TEXT UNDER STUDY:
<<<<
A WOMAN who died from the human form of mad cow disease was the daughter of a friend of John Gummer, the former agriculture minister who fed his child a hamburger during the BSE crisis to try to show that beef was safe.
Elizabeth Smith, 23, a student, from Suffolk, died from variant Creutzfeldt-Jakob disease (vCJD) last week, three years after becoming ill.
Her father, retired vicar Roger Smith, said his daughter rarely ate burgers as a child and enjoyed a "norm
al, healthy diet".
He said Mr Gummer, who encouraged his four-year-old daughter Cordelia to eat a burger in front of TV cameras in 1990, was a "personal friend" and had been one of his parishioners.
Mr Smith said of his daughter's diet: "If you live in the depths of the countryside, there aren't burger bars everywhere, so she hardly ate any.
>>>>
TRY IT:
Pick up the news report on Elizabeth Smith's death from vCJD after its last sentence and continue it.

LISTED RECORDS:
<<<<
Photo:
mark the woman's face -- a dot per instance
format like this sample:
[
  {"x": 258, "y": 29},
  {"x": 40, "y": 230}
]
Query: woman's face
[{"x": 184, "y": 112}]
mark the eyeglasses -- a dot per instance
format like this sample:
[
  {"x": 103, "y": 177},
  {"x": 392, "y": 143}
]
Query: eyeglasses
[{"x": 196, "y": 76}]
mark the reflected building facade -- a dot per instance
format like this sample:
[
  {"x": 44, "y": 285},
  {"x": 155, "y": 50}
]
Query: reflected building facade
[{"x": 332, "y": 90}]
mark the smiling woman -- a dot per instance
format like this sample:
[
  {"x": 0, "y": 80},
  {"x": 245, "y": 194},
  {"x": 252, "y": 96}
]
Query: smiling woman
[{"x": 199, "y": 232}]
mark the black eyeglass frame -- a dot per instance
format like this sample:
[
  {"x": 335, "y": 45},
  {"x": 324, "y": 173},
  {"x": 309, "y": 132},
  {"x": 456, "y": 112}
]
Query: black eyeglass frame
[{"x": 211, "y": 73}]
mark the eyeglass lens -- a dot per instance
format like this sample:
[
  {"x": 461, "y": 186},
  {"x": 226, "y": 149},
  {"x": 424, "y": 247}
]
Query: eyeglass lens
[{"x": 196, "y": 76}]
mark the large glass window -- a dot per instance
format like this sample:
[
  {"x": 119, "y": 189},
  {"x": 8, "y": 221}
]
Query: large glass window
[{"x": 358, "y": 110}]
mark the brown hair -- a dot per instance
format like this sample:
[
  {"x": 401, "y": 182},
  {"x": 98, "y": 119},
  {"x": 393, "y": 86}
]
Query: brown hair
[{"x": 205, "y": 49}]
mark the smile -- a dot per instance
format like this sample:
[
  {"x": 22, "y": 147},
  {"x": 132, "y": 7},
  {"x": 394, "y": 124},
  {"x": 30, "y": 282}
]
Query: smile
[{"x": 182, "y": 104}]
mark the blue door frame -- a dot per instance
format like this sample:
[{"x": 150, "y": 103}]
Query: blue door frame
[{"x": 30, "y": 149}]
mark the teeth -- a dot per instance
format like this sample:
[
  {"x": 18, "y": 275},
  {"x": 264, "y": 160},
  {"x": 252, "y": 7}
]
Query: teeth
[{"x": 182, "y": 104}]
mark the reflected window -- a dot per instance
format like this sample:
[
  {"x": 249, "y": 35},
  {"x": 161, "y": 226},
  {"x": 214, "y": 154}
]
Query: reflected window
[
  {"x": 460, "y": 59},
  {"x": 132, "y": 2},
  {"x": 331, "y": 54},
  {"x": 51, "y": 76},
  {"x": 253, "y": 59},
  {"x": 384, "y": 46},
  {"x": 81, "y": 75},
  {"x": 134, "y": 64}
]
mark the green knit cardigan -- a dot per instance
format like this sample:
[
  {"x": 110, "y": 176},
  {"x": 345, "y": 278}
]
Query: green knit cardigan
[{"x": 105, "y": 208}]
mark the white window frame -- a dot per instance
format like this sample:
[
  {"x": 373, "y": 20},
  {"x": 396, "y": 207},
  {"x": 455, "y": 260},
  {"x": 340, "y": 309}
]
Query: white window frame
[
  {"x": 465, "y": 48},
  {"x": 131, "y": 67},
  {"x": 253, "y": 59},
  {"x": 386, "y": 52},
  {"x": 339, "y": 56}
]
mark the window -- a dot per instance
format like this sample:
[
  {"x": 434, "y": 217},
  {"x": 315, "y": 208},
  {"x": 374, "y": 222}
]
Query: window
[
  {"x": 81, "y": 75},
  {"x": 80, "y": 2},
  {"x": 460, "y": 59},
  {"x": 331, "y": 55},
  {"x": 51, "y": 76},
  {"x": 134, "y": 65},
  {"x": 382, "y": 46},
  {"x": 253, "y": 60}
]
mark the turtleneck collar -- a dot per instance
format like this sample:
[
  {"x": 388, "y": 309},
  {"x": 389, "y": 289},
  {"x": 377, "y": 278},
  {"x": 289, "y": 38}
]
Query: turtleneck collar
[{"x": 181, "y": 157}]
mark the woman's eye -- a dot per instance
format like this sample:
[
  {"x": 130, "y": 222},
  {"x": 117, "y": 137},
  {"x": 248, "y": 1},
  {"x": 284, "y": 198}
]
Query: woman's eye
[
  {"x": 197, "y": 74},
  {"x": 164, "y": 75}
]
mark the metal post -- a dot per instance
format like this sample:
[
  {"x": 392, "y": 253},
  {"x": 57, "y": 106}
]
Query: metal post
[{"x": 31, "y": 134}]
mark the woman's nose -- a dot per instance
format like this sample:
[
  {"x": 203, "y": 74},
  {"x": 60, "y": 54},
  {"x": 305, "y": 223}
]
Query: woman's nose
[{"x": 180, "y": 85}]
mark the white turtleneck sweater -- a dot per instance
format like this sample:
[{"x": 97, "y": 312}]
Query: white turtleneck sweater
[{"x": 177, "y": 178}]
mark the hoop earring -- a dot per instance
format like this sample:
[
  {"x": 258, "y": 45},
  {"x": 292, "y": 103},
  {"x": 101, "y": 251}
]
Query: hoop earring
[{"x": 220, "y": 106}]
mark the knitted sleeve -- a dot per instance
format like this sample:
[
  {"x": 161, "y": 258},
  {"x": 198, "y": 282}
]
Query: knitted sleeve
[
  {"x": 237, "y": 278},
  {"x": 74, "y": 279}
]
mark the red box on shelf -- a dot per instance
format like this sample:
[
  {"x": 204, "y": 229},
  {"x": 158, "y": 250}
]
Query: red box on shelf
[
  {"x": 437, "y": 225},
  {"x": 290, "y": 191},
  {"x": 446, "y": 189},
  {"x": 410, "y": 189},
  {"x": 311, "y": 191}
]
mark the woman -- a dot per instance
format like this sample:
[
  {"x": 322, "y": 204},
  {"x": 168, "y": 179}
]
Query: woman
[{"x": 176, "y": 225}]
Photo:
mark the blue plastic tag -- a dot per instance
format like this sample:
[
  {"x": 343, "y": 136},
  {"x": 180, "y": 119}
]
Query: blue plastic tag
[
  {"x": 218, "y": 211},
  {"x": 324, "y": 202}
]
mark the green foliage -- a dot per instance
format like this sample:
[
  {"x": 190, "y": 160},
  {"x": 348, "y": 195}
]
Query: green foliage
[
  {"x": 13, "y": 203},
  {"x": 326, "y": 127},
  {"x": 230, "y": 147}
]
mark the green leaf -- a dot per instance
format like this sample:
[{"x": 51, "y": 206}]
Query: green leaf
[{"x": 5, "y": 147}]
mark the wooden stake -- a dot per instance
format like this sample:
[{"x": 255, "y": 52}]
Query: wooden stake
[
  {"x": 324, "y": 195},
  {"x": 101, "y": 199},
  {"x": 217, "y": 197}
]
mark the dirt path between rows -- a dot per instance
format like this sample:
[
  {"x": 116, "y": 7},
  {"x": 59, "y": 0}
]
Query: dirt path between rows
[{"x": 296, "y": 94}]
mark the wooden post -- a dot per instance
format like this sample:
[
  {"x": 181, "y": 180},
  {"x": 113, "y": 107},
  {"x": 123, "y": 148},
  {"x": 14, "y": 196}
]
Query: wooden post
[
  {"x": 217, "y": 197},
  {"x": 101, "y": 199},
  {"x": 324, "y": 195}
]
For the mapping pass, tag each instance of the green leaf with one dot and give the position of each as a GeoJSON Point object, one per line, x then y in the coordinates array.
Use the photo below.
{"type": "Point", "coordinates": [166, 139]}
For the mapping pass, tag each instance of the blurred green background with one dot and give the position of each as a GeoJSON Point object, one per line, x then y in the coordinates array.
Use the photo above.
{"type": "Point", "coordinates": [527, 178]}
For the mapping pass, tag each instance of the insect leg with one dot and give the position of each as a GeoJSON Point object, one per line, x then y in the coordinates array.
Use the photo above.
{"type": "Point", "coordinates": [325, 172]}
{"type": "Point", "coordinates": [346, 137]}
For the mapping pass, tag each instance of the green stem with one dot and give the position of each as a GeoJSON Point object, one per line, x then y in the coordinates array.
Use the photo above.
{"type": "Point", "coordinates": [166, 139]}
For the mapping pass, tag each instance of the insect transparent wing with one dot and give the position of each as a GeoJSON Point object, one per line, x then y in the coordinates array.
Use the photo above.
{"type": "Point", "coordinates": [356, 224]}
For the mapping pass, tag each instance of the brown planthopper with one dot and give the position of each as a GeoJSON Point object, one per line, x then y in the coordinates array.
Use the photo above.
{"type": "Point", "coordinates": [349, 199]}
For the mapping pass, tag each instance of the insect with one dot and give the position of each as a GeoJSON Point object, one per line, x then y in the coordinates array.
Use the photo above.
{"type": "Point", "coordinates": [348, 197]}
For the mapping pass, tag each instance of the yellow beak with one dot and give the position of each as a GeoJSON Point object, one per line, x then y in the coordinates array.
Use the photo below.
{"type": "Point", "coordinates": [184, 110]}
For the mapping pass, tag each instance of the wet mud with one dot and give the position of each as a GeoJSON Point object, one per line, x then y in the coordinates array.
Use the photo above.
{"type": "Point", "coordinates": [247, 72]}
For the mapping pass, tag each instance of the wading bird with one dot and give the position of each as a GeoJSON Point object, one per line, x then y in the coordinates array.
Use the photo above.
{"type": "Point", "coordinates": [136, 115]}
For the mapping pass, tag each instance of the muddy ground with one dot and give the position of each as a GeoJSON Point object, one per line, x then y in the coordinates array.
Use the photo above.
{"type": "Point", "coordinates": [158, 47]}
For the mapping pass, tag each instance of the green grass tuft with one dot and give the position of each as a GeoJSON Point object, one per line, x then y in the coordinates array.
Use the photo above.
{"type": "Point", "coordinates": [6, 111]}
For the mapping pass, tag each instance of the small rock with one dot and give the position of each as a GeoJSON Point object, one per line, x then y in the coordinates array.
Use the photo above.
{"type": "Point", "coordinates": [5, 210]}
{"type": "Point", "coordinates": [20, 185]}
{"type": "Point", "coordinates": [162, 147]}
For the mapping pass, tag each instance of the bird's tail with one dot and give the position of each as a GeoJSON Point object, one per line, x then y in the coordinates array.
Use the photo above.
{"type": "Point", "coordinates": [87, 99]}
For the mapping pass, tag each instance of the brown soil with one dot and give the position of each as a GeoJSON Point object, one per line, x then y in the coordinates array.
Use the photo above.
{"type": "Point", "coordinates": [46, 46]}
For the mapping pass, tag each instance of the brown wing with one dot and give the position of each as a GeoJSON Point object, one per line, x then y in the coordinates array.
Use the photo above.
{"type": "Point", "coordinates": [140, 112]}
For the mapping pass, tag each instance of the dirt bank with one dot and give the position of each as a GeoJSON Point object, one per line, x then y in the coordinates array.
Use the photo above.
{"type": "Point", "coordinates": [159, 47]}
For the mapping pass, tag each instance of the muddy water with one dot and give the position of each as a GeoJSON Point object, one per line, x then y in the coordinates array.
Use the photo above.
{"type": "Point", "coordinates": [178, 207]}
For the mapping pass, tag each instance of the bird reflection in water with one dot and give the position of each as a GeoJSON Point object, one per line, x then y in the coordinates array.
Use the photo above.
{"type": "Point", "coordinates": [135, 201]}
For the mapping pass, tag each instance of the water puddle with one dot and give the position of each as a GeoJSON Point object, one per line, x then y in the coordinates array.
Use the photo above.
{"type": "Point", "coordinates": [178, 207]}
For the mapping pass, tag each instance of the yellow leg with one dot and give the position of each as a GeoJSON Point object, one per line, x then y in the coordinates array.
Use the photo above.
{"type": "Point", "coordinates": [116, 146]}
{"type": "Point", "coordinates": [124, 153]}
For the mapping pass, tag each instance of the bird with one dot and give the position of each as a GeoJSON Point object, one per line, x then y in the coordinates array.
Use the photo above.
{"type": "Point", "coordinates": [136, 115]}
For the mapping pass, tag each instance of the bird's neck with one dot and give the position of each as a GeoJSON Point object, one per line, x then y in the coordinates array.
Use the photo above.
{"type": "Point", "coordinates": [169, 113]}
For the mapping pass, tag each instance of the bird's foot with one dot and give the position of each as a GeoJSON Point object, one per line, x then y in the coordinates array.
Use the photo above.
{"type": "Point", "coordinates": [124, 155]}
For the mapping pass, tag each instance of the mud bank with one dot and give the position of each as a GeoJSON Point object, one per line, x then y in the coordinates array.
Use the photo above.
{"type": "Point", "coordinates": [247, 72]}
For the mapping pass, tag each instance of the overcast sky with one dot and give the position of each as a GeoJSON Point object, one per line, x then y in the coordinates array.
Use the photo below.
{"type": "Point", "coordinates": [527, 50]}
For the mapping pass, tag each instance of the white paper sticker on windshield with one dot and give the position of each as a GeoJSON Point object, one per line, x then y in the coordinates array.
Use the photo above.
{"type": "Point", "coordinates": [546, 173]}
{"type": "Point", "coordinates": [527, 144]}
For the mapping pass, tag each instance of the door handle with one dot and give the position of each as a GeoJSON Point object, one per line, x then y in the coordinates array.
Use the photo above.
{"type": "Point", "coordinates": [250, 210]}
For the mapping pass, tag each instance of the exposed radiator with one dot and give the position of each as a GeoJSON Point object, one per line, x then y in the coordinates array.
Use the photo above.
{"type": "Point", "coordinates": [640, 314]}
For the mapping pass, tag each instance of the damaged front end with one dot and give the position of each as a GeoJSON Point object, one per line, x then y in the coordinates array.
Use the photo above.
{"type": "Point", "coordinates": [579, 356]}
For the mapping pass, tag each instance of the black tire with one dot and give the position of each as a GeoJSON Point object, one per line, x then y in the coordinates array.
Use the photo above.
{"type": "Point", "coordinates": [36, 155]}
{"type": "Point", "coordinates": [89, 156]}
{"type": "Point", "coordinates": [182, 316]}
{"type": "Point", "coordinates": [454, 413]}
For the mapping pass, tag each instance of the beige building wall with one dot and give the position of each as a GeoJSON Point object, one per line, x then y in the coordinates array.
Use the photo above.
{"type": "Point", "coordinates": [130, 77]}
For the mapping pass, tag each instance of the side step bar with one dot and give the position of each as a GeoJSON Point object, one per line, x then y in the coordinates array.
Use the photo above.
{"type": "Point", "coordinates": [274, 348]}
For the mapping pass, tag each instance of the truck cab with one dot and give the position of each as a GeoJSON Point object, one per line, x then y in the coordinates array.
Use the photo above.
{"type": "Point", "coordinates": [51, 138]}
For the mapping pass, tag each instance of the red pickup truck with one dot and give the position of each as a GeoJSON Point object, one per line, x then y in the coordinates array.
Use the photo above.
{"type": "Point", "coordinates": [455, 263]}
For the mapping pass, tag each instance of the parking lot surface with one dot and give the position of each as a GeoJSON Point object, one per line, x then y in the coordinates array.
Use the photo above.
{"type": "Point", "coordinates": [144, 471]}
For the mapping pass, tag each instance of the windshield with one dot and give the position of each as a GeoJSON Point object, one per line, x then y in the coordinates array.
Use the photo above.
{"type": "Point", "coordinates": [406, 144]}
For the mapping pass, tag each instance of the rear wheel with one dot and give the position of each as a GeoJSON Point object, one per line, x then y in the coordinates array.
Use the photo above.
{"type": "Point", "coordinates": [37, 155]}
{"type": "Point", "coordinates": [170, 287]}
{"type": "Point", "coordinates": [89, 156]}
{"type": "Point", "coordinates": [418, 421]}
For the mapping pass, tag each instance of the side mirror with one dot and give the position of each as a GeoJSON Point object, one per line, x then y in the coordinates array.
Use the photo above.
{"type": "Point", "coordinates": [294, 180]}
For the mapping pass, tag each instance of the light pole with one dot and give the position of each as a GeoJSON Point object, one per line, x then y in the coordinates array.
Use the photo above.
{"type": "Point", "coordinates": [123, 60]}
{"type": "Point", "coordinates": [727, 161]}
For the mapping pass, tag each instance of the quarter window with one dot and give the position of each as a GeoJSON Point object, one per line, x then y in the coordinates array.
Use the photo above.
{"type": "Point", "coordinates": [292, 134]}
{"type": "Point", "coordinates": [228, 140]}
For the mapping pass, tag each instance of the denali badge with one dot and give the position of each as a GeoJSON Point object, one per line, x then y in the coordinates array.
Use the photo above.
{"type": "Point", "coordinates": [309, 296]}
>>>>
REPLY TO THE TASK:
"It may be nothing to do with beef burgers. We don't want to scare people because it is an extremely rare disease. In fact, I would tell people to worry more about their driving than getting CJD."
Ms Smith, who had hoped to become a teacher, took ill in August 2004 but was not diagnosed with vCJD until March 2005.
Her father said: "She was unable to walk for the last two years of her life and couldn't speak or smile. She had to be cared for 24 hours a day, seven days a week.
"She was more helpless for those last two years than when she was born - at least then she could move her arms and cry, but by the end she couldn't even do that."